#### Data excerpts

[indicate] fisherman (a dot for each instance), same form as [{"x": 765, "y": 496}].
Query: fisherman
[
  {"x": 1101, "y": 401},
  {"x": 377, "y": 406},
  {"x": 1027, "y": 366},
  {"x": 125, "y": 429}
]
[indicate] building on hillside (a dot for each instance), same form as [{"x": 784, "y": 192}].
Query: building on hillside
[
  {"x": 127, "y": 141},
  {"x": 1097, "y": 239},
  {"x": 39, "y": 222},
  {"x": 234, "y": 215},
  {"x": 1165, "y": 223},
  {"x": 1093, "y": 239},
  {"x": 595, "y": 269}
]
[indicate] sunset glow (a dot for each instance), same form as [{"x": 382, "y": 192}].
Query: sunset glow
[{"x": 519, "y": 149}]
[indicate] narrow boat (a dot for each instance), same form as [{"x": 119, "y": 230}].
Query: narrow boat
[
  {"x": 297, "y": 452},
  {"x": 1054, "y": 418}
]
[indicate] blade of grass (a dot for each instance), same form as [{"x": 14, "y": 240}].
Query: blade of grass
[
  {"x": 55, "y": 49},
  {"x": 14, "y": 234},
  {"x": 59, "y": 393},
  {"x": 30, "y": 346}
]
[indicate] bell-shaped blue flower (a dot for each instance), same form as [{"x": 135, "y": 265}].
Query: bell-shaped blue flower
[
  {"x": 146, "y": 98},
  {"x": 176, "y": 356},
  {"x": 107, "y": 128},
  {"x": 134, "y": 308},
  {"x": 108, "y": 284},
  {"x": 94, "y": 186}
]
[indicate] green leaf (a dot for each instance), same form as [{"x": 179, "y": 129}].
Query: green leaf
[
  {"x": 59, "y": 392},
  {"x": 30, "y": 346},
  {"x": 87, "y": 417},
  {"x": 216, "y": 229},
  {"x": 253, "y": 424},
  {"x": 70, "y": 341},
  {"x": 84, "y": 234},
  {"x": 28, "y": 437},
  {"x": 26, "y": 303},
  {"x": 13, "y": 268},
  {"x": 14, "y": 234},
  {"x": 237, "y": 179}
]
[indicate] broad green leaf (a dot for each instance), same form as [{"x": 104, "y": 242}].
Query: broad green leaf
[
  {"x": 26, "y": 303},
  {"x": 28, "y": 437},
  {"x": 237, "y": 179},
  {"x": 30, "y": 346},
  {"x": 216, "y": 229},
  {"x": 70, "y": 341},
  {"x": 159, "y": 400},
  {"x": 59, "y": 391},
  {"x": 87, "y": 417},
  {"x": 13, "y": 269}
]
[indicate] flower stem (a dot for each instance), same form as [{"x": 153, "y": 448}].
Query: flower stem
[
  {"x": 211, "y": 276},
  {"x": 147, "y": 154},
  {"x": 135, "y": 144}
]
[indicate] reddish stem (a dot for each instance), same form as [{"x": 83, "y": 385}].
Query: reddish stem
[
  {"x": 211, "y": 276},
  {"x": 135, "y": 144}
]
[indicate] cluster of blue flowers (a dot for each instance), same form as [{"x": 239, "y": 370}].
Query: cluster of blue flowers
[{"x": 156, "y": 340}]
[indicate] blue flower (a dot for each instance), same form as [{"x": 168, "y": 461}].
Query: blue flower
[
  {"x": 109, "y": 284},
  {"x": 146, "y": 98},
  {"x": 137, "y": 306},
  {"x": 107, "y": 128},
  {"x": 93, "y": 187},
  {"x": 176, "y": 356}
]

#### How to complete this task
Out of the listing above, reproduce exactly the lines from the one with "[indicate] narrow boat" up to and including the one with "[indicate] green leaf".

#### Output of the task
[indicate] narrow boat (a dot for each instance), same form as [{"x": 119, "y": 230}].
Query: narrow boat
[
  {"x": 297, "y": 452},
  {"x": 1054, "y": 418}
]
[indicate] blade of grass (a dot for each instance), same form as [{"x": 14, "y": 240}].
Query: blade of grass
[
  {"x": 55, "y": 49},
  {"x": 14, "y": 234},
  {"x": 59, "y": 393},
  {"x": 30, "y": 346}
]
[indicate] bell-shaped blue flower (a dot for each instance), same form as [{"x": 135, "y": 265}].
Query: bell-shaped blue flower
[
  {"x": 146, "y": 98},
  {"x": 176, "y": 356},
  {"x": 107, "y": 128},
  {"x": 134, "y": 308},
  {"x": 108, "y": 284},
  {"x": 94, "y": 186}
]
[indicate] green leaf (a dot for each instance), same form as [{"x": 179, "y": 129}].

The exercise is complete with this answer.